(Beginning of Entries provided)

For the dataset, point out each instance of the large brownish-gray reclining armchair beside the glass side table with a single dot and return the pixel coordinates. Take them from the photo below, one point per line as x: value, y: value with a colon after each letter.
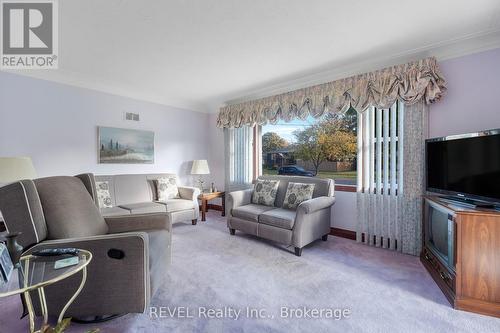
x: 59, y: 212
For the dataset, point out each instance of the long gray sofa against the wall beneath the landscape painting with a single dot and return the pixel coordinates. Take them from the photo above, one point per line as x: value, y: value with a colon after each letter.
x: 136, y: 194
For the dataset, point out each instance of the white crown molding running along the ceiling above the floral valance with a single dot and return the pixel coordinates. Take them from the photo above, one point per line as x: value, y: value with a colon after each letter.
x: 458, y: 47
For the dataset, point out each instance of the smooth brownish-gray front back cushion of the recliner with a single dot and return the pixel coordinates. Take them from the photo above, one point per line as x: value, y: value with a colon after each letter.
x: 69, y: 209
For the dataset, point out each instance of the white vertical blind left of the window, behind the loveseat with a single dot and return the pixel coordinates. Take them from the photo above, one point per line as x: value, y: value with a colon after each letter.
x: 239, y: 157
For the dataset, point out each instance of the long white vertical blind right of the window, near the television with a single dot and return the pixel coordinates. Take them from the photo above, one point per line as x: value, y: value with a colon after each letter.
x: 380, y: 172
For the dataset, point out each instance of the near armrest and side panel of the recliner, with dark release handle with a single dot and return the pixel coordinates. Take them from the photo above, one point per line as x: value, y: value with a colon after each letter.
x: 122, y: 284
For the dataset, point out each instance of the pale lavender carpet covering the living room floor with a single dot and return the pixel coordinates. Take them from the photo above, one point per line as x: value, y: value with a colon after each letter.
x: 381, y: 291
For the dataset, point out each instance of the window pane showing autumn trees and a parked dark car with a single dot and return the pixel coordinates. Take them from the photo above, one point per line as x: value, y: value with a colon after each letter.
x: 325, y: 147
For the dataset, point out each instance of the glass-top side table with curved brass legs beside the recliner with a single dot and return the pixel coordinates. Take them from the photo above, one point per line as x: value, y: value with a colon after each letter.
x: 34, y: 273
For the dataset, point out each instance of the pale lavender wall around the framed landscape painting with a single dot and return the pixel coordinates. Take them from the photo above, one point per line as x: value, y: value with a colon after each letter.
x: 56, y: 125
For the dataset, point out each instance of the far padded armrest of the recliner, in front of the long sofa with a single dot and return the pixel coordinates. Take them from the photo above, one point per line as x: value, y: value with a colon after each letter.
x: 141, y: 222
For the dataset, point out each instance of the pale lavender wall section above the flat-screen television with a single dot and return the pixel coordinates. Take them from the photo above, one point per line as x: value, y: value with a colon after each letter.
x: 473, y: 99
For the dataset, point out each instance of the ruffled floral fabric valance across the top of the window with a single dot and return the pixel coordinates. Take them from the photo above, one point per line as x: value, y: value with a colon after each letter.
x: 410, y: 83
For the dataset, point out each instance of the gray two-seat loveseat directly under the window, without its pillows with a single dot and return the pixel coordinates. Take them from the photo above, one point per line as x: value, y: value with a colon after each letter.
x: 298, y: 228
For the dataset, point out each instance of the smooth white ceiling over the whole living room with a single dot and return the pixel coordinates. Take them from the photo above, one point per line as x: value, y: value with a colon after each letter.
x: 201, y: 54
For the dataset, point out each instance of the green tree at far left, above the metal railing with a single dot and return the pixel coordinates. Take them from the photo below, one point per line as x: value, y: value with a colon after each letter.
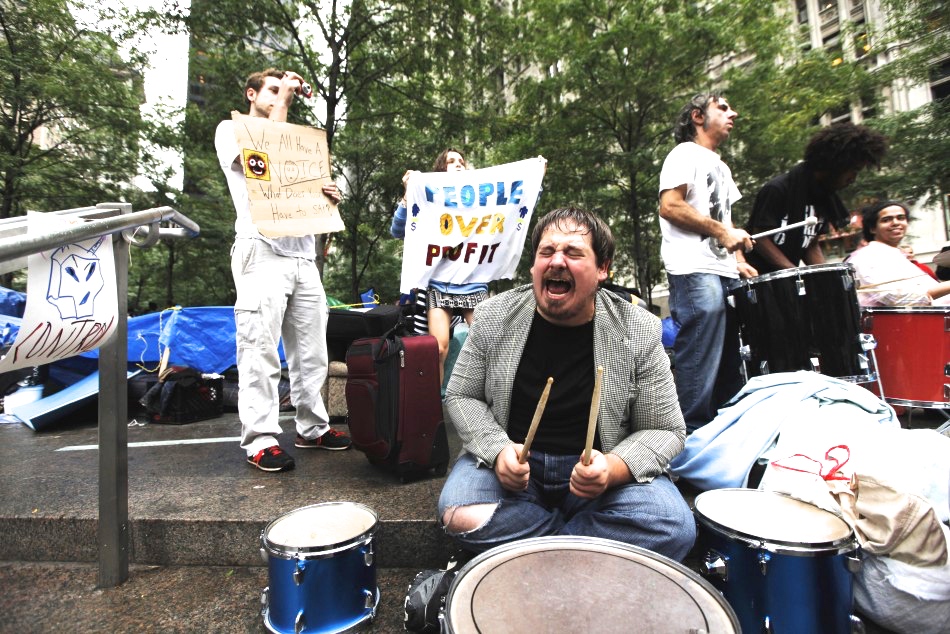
x: 69, y: 122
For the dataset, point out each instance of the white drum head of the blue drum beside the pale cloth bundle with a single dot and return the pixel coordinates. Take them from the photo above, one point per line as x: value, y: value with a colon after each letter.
x: 771, y: 516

(End of Entries provided)

(Problem to solve) Output only the lines from the one containing "For the dataset, point out each instance of the white drum" through the end of the material, please, exactly as they appear.

(Answer box)
For the dataset, point out each instance of the white drum head of the blue drum beside the pale cloth bundle with a single dot and return the pixel coordinates. Take them from the photo above, one point per line as x: value, y: value with a colon after each letter.
x: 771, y: 516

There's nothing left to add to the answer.